**EXERCISE OBJECTIVE:**
Copy out exactly each line from the line with "cleat and record integer pixel coordinates." through the last line of the material below.

Object point labels
::::::::

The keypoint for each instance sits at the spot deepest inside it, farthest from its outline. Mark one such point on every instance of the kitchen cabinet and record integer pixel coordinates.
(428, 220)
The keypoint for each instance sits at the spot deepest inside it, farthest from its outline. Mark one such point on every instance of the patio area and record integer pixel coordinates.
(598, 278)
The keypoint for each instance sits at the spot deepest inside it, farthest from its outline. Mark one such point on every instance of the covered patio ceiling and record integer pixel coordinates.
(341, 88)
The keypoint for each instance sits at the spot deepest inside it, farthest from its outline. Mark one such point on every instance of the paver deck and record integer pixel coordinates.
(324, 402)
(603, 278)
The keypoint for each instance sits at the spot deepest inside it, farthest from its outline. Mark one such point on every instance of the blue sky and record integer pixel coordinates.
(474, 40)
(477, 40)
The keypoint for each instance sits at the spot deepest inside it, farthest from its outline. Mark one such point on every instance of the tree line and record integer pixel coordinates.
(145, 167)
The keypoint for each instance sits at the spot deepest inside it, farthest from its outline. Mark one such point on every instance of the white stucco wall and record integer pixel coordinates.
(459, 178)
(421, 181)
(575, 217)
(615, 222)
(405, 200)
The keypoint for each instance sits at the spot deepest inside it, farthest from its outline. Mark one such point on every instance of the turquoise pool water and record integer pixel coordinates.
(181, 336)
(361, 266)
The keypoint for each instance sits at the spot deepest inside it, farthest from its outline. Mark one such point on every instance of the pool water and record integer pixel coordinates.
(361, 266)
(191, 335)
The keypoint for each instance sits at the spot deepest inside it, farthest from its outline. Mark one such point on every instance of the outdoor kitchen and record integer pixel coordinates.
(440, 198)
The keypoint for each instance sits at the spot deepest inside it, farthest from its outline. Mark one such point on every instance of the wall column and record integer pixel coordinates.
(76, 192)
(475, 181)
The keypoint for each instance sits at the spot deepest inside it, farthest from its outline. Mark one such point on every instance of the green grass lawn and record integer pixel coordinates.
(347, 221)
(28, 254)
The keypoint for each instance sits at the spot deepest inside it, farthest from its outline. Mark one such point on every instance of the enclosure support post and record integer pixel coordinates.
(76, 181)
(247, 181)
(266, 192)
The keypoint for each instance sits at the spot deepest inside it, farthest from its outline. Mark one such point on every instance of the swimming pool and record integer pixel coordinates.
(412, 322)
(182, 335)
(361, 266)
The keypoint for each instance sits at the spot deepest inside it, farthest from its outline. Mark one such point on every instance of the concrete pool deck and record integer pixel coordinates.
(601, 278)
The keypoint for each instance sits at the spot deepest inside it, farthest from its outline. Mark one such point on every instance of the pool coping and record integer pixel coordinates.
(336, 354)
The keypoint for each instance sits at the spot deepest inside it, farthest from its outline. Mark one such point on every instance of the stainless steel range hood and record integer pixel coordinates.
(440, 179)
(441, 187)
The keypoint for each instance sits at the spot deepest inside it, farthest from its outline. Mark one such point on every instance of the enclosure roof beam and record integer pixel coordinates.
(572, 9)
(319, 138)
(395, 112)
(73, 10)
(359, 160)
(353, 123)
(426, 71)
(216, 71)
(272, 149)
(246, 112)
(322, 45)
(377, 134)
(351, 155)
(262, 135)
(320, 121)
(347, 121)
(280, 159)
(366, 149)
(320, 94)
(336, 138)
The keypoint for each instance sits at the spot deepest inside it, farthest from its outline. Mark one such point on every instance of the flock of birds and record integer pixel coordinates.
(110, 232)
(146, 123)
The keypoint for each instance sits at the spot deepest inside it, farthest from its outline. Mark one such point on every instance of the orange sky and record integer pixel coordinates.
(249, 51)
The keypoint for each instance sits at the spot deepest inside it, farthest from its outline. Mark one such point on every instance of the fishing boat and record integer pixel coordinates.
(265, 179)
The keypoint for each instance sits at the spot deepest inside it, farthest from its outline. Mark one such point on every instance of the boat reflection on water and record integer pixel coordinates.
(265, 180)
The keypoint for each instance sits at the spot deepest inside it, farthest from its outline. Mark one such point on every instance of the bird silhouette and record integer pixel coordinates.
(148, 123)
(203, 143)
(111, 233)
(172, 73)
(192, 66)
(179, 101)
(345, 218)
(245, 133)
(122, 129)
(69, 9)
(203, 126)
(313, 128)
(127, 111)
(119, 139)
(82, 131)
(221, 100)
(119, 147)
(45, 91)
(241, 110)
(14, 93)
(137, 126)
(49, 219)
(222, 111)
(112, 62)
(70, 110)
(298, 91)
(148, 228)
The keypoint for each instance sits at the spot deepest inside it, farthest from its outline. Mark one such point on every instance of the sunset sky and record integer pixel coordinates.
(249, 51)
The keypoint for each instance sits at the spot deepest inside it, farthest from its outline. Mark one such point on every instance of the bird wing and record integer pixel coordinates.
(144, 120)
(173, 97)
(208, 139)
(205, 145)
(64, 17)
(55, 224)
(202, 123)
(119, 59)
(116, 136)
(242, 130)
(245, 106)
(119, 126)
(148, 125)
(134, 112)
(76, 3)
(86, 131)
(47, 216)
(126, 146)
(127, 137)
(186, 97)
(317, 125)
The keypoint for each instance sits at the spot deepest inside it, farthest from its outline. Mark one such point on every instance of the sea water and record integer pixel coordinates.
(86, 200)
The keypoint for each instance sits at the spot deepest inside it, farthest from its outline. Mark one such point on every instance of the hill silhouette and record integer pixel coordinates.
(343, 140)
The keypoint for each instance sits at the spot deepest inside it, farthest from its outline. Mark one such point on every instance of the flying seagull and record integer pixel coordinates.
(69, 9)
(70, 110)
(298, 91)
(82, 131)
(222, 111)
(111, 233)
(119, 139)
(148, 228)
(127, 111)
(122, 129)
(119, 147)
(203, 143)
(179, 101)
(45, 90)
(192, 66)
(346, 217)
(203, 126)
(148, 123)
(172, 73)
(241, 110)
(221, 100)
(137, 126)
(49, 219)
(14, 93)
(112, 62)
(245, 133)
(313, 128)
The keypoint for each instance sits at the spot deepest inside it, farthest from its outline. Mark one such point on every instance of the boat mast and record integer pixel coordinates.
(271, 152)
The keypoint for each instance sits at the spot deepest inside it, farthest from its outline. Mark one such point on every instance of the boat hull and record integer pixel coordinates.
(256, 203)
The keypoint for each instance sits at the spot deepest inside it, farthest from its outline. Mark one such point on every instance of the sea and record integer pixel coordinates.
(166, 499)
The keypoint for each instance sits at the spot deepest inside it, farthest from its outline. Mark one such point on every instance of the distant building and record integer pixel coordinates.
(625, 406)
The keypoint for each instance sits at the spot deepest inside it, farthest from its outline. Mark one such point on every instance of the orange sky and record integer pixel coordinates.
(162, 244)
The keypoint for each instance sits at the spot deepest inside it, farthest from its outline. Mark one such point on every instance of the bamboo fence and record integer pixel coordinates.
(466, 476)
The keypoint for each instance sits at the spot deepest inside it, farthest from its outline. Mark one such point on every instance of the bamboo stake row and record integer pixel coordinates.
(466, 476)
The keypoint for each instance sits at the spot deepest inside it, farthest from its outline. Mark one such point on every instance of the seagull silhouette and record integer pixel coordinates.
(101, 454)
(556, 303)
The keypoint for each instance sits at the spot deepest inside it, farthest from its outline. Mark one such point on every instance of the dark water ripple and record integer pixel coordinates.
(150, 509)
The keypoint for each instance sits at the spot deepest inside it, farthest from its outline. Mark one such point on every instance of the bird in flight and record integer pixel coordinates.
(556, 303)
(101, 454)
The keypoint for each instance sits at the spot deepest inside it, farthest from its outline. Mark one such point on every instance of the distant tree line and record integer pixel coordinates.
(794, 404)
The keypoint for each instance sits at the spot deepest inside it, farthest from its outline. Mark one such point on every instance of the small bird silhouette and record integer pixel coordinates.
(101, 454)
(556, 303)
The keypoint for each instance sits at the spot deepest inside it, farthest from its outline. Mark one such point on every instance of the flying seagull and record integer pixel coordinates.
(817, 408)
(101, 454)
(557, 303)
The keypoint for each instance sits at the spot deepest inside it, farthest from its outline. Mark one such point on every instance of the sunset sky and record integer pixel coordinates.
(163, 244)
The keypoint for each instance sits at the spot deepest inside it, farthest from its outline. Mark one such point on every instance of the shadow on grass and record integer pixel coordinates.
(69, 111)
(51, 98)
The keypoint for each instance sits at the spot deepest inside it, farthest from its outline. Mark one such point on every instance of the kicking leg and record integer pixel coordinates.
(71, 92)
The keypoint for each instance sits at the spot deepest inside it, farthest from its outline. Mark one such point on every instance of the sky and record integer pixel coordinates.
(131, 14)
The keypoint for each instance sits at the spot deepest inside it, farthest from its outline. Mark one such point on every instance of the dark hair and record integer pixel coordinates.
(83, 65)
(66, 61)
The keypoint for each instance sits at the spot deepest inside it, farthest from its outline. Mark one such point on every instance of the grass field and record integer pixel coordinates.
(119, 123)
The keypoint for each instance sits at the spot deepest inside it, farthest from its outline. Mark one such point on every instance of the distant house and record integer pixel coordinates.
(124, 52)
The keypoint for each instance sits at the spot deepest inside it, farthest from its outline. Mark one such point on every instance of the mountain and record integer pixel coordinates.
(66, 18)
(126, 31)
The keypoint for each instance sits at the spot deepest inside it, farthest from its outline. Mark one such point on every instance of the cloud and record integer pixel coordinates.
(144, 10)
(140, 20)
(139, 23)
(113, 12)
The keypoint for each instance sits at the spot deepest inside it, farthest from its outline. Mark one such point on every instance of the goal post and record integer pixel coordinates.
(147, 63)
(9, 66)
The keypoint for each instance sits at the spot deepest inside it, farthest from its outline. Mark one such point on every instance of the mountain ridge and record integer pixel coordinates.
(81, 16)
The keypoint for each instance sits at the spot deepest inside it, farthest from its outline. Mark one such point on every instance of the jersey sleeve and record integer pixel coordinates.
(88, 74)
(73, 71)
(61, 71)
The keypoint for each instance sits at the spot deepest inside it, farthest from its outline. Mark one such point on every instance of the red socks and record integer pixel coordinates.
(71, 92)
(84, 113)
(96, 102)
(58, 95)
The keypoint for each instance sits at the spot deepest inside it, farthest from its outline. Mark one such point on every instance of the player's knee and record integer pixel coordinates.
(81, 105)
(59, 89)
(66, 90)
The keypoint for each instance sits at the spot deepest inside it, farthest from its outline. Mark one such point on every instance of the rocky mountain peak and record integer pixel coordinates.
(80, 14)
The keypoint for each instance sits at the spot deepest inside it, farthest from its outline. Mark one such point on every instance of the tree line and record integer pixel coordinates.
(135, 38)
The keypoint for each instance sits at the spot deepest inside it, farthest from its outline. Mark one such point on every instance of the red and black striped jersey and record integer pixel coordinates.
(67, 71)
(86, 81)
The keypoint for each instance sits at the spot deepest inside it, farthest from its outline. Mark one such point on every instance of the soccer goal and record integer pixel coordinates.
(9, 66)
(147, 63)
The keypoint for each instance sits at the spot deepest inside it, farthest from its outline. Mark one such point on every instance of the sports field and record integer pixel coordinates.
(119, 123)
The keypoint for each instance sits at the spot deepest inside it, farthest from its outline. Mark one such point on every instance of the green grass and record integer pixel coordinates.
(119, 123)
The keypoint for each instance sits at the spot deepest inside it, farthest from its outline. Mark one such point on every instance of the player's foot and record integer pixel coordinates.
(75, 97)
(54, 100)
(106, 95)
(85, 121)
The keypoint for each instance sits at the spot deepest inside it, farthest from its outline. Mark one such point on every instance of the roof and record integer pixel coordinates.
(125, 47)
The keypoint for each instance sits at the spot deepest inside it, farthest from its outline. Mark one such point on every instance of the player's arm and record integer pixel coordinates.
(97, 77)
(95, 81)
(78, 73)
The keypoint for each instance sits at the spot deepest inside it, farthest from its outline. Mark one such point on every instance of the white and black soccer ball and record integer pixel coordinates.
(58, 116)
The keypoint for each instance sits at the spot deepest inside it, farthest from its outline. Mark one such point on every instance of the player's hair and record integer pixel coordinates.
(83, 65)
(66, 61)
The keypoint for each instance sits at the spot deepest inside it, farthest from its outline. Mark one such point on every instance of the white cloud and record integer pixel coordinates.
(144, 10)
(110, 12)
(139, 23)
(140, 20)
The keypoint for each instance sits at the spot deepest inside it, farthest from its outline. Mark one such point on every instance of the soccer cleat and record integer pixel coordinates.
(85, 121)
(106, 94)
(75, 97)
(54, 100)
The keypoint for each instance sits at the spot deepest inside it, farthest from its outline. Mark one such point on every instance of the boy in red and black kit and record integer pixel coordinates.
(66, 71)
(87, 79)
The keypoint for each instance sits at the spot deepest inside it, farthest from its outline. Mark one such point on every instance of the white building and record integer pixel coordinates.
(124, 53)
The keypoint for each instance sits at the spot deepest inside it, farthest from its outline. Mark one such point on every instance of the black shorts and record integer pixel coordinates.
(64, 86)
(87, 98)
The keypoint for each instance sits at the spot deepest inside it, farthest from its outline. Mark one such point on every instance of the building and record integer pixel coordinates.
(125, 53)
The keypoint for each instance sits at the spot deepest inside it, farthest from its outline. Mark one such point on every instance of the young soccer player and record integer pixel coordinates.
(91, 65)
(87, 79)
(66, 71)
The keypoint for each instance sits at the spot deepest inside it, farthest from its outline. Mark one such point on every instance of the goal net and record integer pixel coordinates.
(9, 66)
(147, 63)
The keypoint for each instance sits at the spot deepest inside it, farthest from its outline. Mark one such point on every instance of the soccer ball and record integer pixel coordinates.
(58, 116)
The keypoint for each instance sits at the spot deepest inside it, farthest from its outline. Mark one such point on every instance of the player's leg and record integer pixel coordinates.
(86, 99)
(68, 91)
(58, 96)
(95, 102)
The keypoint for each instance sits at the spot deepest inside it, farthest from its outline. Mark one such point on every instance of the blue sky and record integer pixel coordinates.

::::::::

**PROBLEM SOLUTION:**
The keypoint for each instance sits at the spot deepest inside it, farthest from its outline. Mark one such point on every instance of the soccer cleat and record integer pixel coordinates.
(85, 121)
(106, 94)
(75, 97)
(54, 100)
The keypoint for each instance sits at the spot deepest inside it, farthest from its outline. Mark one such point on every instance of the boy in red and black kit and record integer pixel coordinates.
(66, 71)
(87, 79)
The keypoint for each instance sits at the spot deepest inside it, farthest from its outline. Mark one such point on every instance of the white building and record integer pixel coordinates.
(124, 53)
The keypoint for each instance sits at the spot deepest inside it, farthest from its outline. Mark one such point on every instance of the black shorts and record integer pixel coordinates.
(64, 86)
(87, 98)
The keypoint for each instance sits at the spot deepest inside it, farthest from its outline. Mark one such point on every instance of the building and record integer pixel coordinates.
(125, 53)
The keypoint for each instance sits at the spot deepest inside it, farthest from its outline. Mark one such point on every instance of the young soccer player and record integer pixel coordinates.
(91, 65)
(87, 79)
(66, 71)
The keypoint for each instance sits at the spot deepest inside it, farthest from its outline. Mark one such point on every instance of the goal net and record integer pixel coordinates.
(9, 66)
(147, 63)
The keypoint for each instance sits at the spot deepest inside it, farthest from its outline. Mark one such point on every instance of the soccer ball and record integer pixel coordinates.
(58, 116)
The keypoint for each instance sits at the spot deepest inside it, farthest from its outline. Mark one such point on every instance of the player's leg and record integer pixel coordinates.
(86, 99)
(68, 91)
(58, 96)
(95, 102)
The keypoint for each instance sits at the spot deepest inside it, farthest from its outline. Mark one such point on every instance of the blue sky and record integer pixel coordinates.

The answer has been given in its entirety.